▸ **Your task**:
Each line below should be written out exactly, with none skipped.

▸ **Data to use**:
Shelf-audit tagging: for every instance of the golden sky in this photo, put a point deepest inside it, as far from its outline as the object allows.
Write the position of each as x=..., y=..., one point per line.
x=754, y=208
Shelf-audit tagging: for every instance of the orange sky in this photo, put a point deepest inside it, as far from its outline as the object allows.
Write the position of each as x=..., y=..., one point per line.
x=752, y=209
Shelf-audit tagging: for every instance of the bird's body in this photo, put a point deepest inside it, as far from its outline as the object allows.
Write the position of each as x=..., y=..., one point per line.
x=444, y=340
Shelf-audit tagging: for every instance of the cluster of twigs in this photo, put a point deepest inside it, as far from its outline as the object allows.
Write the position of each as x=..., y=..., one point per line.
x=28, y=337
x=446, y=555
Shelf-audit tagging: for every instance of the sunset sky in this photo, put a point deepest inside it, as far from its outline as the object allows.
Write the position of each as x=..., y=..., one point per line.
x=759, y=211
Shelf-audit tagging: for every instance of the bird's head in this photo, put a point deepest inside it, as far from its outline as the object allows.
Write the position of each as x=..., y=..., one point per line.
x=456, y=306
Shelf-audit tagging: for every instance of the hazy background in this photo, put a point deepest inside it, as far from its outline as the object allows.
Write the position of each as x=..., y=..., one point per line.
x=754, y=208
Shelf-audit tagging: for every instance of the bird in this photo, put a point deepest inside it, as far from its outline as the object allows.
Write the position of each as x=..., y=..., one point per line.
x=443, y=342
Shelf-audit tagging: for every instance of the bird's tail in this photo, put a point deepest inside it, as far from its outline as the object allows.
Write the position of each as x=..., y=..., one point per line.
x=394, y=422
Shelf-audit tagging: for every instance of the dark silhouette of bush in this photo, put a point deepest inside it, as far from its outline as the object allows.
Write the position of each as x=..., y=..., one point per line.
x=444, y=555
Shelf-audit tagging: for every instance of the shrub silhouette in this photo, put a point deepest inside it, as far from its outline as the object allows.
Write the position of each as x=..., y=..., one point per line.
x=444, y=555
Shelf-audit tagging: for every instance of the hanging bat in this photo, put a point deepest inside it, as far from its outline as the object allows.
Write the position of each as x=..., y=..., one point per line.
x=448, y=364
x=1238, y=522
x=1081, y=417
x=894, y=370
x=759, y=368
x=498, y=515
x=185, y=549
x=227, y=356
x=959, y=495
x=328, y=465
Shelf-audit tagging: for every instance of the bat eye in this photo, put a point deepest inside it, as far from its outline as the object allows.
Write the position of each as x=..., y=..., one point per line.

▸ **Exercise result**:
Shelf-audit tagging: for every instance of the golden sky in this photo, put a point deepest inside it, as far from its outline as the object allows.
Write the position of each as x=..., y=..., one point per line.
x=754, y=208
Shelf-audit tagging: for every instance of the orange sky in this photo, put a point deepest inside it, as far from its outline as the object allows.
Write the position of each as x=..., y=..., one point per line.
x=752, y=209
Shelf-audit tagging: for every instance of the bird's body in this photo, put a point deepest inside it, as far from its outline as the object allows.
Write the position of each as x=..., y=..., one point per line.
x=444, y=340
Shelf-audit tagging: for every instance of the cluster of twigs in this photo, put a point deepest inside it, as far from its outline as the object allows.
Write the position of each as x=..., y=..., one point per line.
x=28, y=337
x=446, y=555
Shelf-audit tagging: for every instance of the sunset sky in this photo, put a point deepest inside it, as far from its outline as the object allows.
Write the position of each as x=..., y=..., one point per line.
x=759, y=211
Shelf-audit tagging: for every instance of the bird's head in this photo, put a point deepest inside it, as far from its outline as the object allows.
Write the position of each as x=..., y=..., one point per line.
x=456, y=306
Shelf-audit tagging: for every instance of the hazy background in this photo, put a point deepest inside it, as far from its outline as the object allows.
Write the position of each as x=..., y=..., one point per line.
x=754, y=208
Shelf-audit tagging: for every instance of the bird in this photo, put a point deepest inside it, as far from its outline as the object allows.
Write the position of each as x=..., y=..., one point per line.
x=443, y=342
Shelf-audit tagging: for every instance of the bird's tail in this photo, put a point deepest inside it, as far from its outline as the object allows.
Write the position of each as x=..., y=..., one point per line.
x=394, y=422
Shelf-audit tagging: for every instance of the dark silhouette of bush in this photo, put a point deepest inside it, as far from its outline as the object allows.
Write the position of each as x=..., y=..., one point per line.
x=444, y=555
Shelf-audit tagging: for every instance of the shrub silhouette in this photo, put a point deepest inside it, as far from its outline as the object allows.
Write the position of each as x=..., y=..., one point per line.
x=444, y=555
Shelf-audit tagging: for every instance of the hanging bat in this photo, put a point deepest inside it, as far from its outline as the object allows.
Write the position of each as x=..., y=..., one point per line.
x=448, y=364
x=1238, y=522
x=1081, y=417
x=894, y=370
x=759, y=368
x=498, y=515
x=185, y=549
x=227, y=356
x=959, y=495
x=328, y=465
Shelf-audit tagging: for every instance of the bat eye in this photo, put a point deepest inside it, as far from its outline as the object allows.
Write the position of each as x=..., y=..., one point per line.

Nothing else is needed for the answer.